▶ [Task prompt]: Could you give back all of the items below word for word, leaving out the pictures?

▶ [Provided records]:
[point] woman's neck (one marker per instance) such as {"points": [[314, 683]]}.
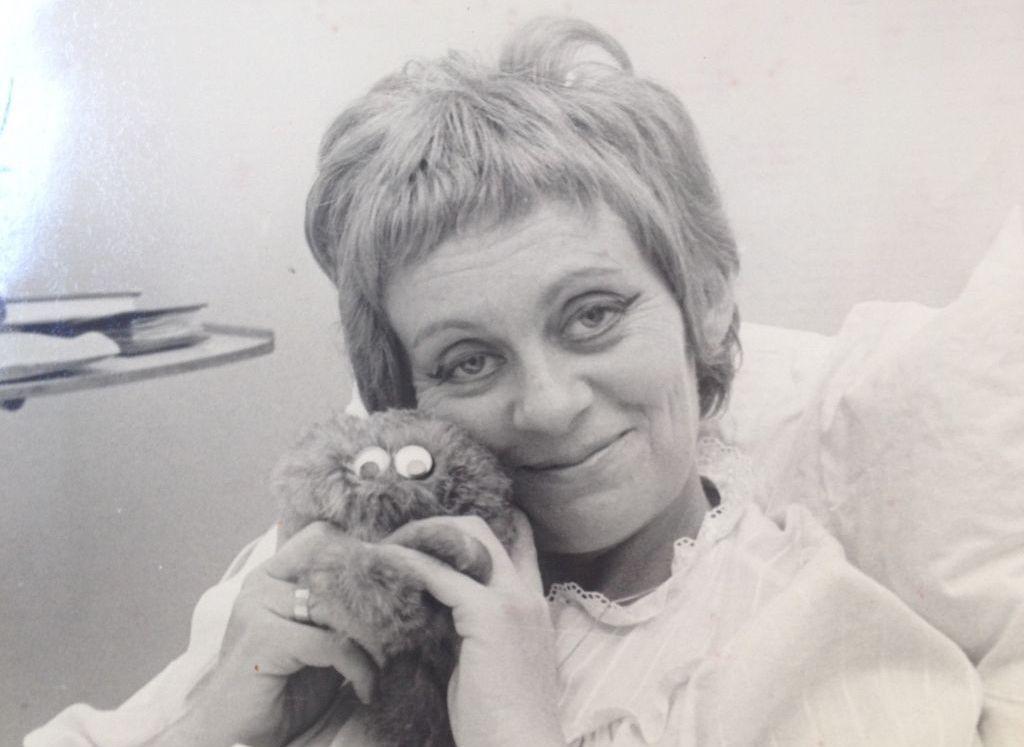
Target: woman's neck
{"points": [[642, 561]]}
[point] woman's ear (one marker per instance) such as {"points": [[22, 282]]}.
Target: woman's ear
{"points": [[721, 310]]}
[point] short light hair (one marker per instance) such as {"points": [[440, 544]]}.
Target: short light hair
{"points": [[453, 144]]}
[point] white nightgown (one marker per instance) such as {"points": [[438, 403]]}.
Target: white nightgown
{"points": [[764, 634]]}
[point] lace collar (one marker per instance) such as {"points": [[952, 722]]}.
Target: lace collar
{"points": [[731, 473]]}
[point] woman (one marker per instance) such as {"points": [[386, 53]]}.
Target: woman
{"points": [[538, 253]]}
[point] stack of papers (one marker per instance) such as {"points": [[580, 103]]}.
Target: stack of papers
{"points": [[51, 335], [26, 355]]}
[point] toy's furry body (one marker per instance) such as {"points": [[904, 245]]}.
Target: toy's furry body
{"points": [[354, 590]]}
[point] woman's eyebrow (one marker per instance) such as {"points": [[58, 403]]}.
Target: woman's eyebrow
{"points": [[553, 291], [441, 325], [550, 294]]}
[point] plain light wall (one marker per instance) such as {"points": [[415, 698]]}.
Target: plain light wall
{"points": [[864, 150]]}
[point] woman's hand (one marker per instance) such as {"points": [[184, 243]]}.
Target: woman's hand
{"points": [[274, 676], [505, 688]]}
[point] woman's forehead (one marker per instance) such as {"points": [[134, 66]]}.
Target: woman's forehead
{"points": [[552, 242]]}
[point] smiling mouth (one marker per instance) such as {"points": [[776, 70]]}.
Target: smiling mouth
{"points": [[569, 462]]}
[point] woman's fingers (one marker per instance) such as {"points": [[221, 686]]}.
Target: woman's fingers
{"points": [[284, 646], [450, 587], [475, 528], [317, 648], [523, 553], [294, 556]]}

▶ [Expected answer]:
[point] woman's neck (one marker per instance) such as {"points": [[314, 683]]}.
Target: woman's neck
{"points": [[642, 561]]}
[point] woman's ear (one marker per instance) such as {"points": [[22, 282]]}.
Target: woman's ear
{"points": [[721, 310]]}
[point] short light hair (one marker per instance) such as {"points": [[440, 544]]}.
Target: short light hair
{"points": [[453, 144]]}
[point] white nightgown (one marker per instance) such as {"points": [[438, 403]]}.
Target: white nightgown
{"points": [[764, 634]]}
[point] lace collar (one marker per instance) such as {"points": [[952, 722]]}.
Target: lace collar
{"points": [[731, 473]]}
[point] woman (one marker per instance) such as {"points": [[386, 53]]}.
Target: woman
{"points": [[538, 253]]}
[point] stack of papers (one marker per instance) such as {"points": [[580, 103]]}.
Target: stack of papers
{"points": [[51, 335], [26, 355]]}
[point] toy's furry body (one marker per instance) such as {"points": [[904, 245]]}.
Target: toy's furry body
{"points": [[354, 590]]}
[point] woman's eyebrow (one marker per instance) such as {"points": [[58, 403]]}.
Target: woman's eyebrow
{"points": [[553, 291], [441, 325], [550, 294]]}
[point] plain light wall (one marker per instance) such as {"points": [[415, 698]]}.
Target: plain light wall
{"points": [[864, 150]]}
[point] woman's hand (one marker per instance) such as {"points": [[184, 243]]}.
Target: woman's hand
{"points": [[274, 676], [505, 688]]}
[point] woman's forehead (one marker per instance) such as {"points": [[134, 66]]}.
Target: woman's forehead
{"points": [[552, 242]]}
[point] smiling mouth (one marker per instance) such as {"points": [[776, 70]]}.
Target: smiling mouth
{"points": [[569, 462]]}
[point] woman's fingers (one marker per instance) such as {"points": [[221, 686]]}.
Target: woman's fingers
{"points": [[284, 646], [450, 587], [475, 528], [317, 648], [523, 553], [294, 556]]}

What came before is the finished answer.